Goal of the exercise: All lines from the line containing "Definition of the keypoint: for every instance of the woman" up to and including the last line of the listing below should be echoed exactly; no other lines belong in the response.
═══ Excerpted data ═══
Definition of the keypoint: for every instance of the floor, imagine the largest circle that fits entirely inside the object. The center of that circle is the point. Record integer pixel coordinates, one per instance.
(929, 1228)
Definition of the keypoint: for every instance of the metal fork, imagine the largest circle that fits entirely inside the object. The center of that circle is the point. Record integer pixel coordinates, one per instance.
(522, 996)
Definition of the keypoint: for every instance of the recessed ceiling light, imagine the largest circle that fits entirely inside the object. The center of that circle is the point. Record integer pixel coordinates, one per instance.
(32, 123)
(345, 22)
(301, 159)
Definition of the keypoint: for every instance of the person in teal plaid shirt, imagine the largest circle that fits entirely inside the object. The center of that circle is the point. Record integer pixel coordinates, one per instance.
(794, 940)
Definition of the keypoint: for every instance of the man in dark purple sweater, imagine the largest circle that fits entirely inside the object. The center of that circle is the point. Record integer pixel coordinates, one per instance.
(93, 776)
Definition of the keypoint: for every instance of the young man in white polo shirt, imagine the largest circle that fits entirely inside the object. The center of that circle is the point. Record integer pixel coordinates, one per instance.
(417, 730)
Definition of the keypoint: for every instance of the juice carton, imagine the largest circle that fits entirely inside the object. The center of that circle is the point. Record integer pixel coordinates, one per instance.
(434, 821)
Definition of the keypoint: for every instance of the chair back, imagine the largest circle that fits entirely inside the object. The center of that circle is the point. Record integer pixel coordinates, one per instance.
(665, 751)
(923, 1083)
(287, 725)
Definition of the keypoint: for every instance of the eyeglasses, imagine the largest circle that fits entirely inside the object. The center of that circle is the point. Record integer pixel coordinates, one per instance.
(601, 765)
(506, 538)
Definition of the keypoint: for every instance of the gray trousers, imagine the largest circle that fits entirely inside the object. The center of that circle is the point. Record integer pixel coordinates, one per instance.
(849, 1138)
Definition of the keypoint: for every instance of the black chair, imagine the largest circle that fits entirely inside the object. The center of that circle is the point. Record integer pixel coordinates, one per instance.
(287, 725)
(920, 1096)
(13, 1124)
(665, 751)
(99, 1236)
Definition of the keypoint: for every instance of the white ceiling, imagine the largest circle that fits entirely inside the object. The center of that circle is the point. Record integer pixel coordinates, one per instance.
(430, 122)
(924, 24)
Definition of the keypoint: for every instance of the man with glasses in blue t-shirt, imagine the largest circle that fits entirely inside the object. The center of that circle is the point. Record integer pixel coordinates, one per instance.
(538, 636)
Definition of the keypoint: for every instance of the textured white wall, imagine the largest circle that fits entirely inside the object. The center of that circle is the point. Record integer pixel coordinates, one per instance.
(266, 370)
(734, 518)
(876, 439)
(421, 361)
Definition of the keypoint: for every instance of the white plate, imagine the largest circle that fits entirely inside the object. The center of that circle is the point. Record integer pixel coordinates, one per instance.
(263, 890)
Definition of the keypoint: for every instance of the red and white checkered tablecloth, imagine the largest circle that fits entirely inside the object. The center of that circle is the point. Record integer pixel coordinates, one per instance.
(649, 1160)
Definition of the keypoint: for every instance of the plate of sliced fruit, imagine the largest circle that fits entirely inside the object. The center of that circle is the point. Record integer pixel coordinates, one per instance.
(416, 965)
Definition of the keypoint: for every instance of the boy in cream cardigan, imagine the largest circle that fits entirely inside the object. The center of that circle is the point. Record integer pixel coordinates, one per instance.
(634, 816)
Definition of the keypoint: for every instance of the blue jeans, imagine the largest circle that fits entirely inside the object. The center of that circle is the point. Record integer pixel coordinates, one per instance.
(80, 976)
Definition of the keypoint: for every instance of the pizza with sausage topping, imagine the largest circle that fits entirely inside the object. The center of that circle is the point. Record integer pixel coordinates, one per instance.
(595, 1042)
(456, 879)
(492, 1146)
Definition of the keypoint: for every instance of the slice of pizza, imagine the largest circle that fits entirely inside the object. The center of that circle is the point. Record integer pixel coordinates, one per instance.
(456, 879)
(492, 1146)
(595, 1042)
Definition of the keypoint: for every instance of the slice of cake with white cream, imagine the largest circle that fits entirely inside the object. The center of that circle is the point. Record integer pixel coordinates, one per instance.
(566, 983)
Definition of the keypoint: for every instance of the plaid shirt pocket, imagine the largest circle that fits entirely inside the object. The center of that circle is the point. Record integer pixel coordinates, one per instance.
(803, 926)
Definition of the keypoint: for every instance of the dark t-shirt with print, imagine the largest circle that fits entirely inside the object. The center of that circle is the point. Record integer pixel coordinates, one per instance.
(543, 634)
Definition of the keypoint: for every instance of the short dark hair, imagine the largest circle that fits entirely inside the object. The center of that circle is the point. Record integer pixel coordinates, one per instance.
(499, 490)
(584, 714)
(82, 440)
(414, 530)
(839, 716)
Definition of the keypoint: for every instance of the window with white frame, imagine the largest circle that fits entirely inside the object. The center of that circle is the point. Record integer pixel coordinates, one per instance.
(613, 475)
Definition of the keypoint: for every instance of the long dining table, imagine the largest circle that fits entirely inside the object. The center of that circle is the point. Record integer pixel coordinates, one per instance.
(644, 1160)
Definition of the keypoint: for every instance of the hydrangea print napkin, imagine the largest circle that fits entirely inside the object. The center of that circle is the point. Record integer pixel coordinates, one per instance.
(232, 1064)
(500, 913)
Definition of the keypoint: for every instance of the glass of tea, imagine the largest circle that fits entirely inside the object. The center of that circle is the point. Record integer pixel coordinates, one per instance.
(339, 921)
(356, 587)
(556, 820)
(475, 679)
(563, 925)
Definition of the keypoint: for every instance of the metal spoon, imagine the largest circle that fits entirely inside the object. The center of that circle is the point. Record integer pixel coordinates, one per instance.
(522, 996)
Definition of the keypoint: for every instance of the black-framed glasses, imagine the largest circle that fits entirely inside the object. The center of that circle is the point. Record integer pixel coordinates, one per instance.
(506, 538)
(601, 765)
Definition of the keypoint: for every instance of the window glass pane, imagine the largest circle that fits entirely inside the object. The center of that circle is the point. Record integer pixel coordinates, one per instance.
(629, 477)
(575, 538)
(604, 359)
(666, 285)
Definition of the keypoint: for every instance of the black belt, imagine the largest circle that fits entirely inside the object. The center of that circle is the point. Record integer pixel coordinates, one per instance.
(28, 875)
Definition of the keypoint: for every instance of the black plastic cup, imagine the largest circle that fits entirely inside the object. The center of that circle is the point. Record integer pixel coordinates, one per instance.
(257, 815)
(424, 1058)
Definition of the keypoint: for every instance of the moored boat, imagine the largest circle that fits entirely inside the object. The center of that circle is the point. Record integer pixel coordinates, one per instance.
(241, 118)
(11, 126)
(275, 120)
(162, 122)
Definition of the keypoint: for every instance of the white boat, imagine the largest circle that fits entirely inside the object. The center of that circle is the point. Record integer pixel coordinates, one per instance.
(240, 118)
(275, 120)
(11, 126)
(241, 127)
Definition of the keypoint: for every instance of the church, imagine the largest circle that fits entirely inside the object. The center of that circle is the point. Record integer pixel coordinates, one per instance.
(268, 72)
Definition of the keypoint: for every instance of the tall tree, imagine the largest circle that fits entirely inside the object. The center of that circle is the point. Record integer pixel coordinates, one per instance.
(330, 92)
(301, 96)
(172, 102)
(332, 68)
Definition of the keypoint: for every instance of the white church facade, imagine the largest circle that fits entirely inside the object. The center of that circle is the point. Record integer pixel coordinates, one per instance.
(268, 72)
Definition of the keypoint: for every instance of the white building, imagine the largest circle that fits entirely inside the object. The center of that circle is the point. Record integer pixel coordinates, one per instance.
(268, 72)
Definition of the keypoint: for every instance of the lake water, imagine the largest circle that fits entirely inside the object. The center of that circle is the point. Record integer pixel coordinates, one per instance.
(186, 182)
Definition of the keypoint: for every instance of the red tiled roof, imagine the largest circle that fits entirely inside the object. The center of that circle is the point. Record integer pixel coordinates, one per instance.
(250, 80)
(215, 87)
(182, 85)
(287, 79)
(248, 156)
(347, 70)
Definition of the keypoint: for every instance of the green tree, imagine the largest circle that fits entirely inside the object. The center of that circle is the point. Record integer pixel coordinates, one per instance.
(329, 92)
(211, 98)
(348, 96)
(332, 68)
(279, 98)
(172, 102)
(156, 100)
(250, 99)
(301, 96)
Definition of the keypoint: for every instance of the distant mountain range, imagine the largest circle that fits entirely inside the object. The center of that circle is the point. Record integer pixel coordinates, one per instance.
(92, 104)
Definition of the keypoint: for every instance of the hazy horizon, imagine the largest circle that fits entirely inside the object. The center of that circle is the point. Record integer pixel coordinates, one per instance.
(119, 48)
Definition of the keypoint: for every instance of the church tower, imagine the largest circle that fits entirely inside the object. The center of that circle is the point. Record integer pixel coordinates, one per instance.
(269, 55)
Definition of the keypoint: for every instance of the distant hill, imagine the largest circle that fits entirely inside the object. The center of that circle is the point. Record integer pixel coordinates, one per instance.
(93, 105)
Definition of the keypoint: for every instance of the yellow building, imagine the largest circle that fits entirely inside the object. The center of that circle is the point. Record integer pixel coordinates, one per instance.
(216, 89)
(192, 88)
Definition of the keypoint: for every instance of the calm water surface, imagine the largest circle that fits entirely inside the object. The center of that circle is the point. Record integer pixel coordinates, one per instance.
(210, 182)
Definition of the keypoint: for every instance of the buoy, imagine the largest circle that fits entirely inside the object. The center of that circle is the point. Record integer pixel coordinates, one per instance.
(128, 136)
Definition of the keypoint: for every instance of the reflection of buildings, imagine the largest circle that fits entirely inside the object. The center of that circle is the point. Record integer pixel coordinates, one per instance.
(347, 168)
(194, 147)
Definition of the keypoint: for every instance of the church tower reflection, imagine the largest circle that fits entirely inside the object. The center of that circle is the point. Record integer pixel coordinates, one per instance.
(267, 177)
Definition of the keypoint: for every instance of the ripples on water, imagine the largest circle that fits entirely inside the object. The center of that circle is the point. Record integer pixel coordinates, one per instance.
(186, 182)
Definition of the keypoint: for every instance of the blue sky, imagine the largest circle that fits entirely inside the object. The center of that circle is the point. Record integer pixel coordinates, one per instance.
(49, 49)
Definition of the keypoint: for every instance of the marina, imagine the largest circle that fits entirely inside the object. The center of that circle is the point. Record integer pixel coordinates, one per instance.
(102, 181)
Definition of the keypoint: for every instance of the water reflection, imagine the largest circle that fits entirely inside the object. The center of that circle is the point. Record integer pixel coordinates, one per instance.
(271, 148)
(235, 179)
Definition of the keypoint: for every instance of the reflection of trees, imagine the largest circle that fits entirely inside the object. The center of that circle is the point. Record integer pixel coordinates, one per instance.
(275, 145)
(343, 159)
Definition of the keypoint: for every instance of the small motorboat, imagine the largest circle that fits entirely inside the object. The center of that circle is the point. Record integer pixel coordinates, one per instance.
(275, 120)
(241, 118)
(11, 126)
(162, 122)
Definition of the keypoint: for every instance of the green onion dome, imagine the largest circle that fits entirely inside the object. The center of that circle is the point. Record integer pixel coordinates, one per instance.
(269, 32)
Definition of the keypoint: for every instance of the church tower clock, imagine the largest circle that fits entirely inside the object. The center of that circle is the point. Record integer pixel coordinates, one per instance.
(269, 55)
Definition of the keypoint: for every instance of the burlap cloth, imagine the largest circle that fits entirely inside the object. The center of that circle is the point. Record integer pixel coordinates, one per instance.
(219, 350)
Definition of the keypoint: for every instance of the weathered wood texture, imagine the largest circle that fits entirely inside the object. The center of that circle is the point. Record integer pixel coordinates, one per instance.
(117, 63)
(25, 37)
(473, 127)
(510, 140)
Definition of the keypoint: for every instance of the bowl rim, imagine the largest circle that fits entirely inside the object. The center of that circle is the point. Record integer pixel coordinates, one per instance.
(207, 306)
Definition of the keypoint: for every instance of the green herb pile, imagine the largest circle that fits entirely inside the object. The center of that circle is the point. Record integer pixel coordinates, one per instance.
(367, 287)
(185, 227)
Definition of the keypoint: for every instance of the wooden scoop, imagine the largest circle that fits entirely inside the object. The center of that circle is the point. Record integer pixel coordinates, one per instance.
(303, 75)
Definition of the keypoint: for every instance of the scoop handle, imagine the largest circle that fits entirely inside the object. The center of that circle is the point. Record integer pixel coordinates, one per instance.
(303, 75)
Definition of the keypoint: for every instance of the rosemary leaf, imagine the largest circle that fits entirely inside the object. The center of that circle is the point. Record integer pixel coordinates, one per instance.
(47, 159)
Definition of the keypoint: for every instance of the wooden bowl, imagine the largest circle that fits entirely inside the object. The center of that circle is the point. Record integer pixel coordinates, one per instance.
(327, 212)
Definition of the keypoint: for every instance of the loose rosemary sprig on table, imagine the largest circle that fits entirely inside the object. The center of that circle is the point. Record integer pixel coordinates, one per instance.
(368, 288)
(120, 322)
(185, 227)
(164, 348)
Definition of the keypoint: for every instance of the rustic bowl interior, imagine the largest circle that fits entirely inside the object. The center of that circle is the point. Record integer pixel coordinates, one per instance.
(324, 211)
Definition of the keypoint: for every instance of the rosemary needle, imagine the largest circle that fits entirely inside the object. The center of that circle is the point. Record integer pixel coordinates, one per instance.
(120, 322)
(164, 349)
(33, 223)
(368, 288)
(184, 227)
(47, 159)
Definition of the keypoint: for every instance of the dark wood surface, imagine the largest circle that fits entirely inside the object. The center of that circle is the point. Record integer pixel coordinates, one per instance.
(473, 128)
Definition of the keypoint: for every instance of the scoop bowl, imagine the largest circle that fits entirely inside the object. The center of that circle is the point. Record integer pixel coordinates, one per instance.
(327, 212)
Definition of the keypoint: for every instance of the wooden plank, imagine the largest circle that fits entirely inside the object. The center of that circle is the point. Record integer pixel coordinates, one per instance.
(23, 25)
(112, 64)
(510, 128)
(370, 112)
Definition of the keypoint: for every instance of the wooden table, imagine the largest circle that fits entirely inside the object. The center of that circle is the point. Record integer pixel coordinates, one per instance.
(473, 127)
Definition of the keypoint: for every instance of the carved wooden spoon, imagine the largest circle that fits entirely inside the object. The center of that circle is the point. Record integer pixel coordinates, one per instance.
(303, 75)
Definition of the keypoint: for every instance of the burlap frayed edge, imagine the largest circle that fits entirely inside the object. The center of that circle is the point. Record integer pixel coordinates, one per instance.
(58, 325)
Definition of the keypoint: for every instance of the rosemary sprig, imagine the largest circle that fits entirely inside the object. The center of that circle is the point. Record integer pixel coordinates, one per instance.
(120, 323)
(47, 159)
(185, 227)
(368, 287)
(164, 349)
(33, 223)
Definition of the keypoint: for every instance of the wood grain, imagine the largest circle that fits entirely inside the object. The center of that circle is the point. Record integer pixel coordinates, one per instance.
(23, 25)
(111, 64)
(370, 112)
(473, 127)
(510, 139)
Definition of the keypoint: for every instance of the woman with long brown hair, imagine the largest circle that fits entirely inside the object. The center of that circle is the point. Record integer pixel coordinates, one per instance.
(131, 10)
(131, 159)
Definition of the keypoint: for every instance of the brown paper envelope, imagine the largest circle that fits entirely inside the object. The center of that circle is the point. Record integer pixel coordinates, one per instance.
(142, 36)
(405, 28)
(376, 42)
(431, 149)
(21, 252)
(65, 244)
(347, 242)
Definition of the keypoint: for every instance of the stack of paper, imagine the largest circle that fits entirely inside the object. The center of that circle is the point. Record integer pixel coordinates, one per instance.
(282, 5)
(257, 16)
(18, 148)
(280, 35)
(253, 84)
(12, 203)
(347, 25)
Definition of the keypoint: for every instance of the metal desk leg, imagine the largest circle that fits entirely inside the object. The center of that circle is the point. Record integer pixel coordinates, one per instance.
═══
Output for this task:
Definition of the keypoint: for every instance of the woman with long brown hair, imagine the largest circle that fits entirely inside the object. The center of that circle is the point. Record integer pixel coordinates, one per instance.
(131, 10)
(131, 159)
Definition of the keypoint: for every instance of the brown paper envelope, imagine the largest circle that fits entirely inside the object. The center of that circle is the point. Record integer pixel coordinates, one per instance.
(142, 36)
(405, 28)
(376, 42)
(431, 149)
(21, 252)
(65, 244)
(347, 242)
Definition of the keypoint: for every instance of the stack of paper, imagine the largest circle that fits entirely inside the object. The center of that circle is the point. Record integer pixel coordinates, one per instance.
(282, 5)
(257, 16)
(18, 148)
(280, 35)
(253, 84)
(12, 203)
(347, 25)
Definition of the keypoint: for every instance of the metal desk leg, imagine the largest circle that fits entirely inside the object. The center of that circle is the point. Record integer pixel coordinates, one per instance.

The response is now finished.